Coordinate annotation records
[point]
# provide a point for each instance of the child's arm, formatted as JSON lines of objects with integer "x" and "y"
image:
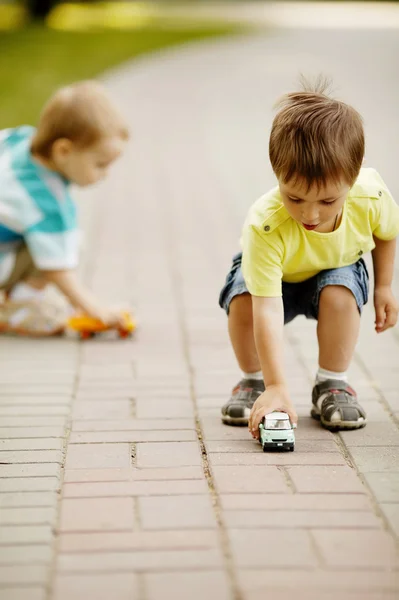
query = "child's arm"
{"x": 68, "y": 283}
{"x": 385, "y": 304}
{"x": 268, "y": 315}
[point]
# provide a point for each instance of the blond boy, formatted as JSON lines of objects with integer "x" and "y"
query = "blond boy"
{"x": 79, "y": 135}
{"x": 303, "y": 245}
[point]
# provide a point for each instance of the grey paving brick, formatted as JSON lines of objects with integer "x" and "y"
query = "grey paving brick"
{"x": 14, "y": 457}
{"x": 19, "y": 534}
{"x": 32, "y": 554}
{"x": 371, "y": 459}
{"x": 29, "y": 484}
{"x": 27, "y": 499}
{"x": 385, "y": 486}
{"x": 30, "y": 470}
{"x": 176, "y": 512}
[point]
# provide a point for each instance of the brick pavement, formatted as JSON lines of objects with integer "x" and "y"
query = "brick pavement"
{"x": 117, "y": 478}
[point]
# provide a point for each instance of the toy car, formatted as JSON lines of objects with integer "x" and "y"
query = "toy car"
{"x": 88, "y": 327}
{"x": 276, "y": 432}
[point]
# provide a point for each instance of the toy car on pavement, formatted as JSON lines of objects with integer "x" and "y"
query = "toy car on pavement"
{"x": 88, "y": 327}
{"x": 276, "y": 432}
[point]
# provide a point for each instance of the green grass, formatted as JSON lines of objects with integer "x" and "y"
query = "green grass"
{"x": 37, "y": 60}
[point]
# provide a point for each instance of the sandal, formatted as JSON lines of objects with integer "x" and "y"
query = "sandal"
{"x": 335, "y": 405}
{"x": 33, "y": 318}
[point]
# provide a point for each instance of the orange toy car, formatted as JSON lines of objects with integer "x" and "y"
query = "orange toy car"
{"x": 88, "y": 327}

▶ [Task statement] Identify each line above that contains the string "green" and copy those lines out in full.

▶ [Result for this task]
# provide a point for each instance of the green grass, formatted as JSON lines of objects with integer "x" and "y"
query = "green grass"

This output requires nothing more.